* Instructions to follow
Print the entire listing. Each line must match the original exactly.

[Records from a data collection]
<<<<
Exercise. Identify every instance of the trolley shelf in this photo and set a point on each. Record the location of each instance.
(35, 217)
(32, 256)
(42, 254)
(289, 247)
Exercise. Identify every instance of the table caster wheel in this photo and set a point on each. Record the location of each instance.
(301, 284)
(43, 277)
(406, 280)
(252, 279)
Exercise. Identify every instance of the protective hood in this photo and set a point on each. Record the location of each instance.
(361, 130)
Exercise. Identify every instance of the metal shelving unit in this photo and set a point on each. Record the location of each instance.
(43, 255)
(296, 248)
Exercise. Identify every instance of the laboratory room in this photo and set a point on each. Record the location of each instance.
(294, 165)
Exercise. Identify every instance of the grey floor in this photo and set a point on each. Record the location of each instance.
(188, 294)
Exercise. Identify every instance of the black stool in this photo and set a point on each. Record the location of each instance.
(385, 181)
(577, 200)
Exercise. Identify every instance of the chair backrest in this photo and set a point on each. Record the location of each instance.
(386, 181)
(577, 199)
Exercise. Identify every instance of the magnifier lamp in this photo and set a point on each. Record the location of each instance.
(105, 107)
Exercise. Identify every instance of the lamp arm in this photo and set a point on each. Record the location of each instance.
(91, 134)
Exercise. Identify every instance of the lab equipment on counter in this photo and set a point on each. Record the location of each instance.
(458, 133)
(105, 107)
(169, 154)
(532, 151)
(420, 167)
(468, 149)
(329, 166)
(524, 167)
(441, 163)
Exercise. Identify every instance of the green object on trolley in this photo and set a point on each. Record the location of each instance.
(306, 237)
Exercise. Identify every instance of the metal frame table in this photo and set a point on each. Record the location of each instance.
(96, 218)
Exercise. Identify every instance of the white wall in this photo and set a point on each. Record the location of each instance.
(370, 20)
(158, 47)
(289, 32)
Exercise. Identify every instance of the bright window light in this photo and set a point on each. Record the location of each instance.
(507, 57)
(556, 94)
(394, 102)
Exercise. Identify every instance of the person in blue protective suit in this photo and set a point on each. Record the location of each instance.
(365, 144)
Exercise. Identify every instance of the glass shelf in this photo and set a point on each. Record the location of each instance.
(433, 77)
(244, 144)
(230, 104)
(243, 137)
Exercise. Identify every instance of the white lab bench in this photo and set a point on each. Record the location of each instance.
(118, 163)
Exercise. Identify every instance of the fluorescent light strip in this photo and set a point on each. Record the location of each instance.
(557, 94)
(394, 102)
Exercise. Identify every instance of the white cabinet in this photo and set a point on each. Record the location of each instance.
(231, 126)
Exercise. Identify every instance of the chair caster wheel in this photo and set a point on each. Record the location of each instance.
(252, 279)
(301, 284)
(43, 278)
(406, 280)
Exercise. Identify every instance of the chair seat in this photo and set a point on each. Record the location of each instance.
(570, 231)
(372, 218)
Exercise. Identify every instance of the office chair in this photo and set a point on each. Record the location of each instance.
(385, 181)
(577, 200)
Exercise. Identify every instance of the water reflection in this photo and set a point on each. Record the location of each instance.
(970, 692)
>>>>
* Result of this task
Exercise. Identify every instance of the trolley shelf in this photo and set a point on each. Record the location of each instance.
(35, 217)
(32, 256)
(42, 254)
(289, 247)
Exercise. Identify every instance of the table caster wheel in this photo and set a point on each. Record the location of each instance.
(301, 284)
(43, 277)
(406, 280)
(252, 279)
Exercise. Identify every instance of the protective hood in this photo and set a point on each. Record the location of each instance.
(361, 130)
Exercise. Identify every instance of the metal shelving unit in this photo and set a point on each. Record the location of each instance.
(43, 255)
(296, 248)
Exercise. Identify every instance of the laboratory room in this photo and set a point on each. Record the location of each instance.
(294, 165)
Exercise. Identify every instance of the grey floor in this photo and set a point on each. Record the location of each instance.
(188, 294)
Exercise. Identify every instance of the black stool in this photo and set a point on each. Record the location of each instance.
(385, 181)
(577, 200)
Exercise. Identify every instance of the chair backrest in this photo and set a point on each. Record the location of each instance.
(386, 181)
(577, 199)
Exercise. Identify every instance of the magnifier lamp in this photo and set a point on each. Record the location of each instance.
(105, 107)
Exercise. Identify every instance of the lamp arm in this photo and set a point on each. Record the location of each instance.
(91, 134)
Exercise. Identify every instance of the lab equipment on counter in this photo and set a point on each. Record the location of each instance.
(458, 133)
(105, 107)
(169, 154)
(532, 151)
(420, 167)
(468, 149)
(329, 166)
(524, 167)
(441, 163)
Exercise. Identify every instance of the green object on trolley in this photo and set a point on each. Record the location of each instance.
(306, 237)
Exercise. Identify every instance of the metal frame table in this photo and set a point on each. Record the location of each instance.
(96, 218)
Exercise. Identify every instance of the white wall in this photo and set a point on each. Record the location of each instance.
(370, 20)
(158, 47)
(289, 32)
Exercise. Identify every instance of the bright window light in this photo and set a point on each. Record the location of each instance.
(507, 57)
(556, 94)
(394, 102)
Exercise. Identify every instance of the person in blue protective suit in this photo and set a point on each. Record the location of each instance.
(365, 144)
Exercise. Identify every instance of the glass shelf in this photo and set a point on each. Record the location of each instance.
(433, 77)
(244, 144)
(230, 104)
(243, 137)
Exercise. Identify every instance of the white lab bench in this photo and set a point on each. Record the location of each instance.
(118, 163)
Exercise. Identify every instance of the fluorescent light strip in this photo and set a point on each. Record the location of each instance.
(557, 94)
(394, 102)
Exercise. Identify every instance of the white cabinet in this photo and set a point on each. Record the location of each instance.
(231, 126)
Exercise. Identify every instance of the chair caster wheel in this photo and set a point on each. Record the location of each instance.
(252, 279)
(301, 284)
(43, 278)
(406, 280)
Exercise. Identify every instance of the chair seat in this photo and set a point on each. Record the location of each instance.
(570, 231)
(372, 218)
Exercise. Identify every instance of the office chair in this photo and set a point on each. Record the location of each instance.
(385, 181)
(577, 200)
Exercise. Identify every instance of the water reflection in this photo and set a point on each. Record the location of each instance.
(970, 692)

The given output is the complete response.